= TASK INSTRUCTIONS =
Could you filter the records below and return each line that holds "detect"?

= STUDY MATERIAL =
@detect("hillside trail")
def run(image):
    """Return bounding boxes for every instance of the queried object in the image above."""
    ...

...

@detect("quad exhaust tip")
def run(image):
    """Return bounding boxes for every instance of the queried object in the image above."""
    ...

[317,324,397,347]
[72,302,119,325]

= RESPONSE AREA =
@detect("hillside trail")
@detect("quad exhaust tip")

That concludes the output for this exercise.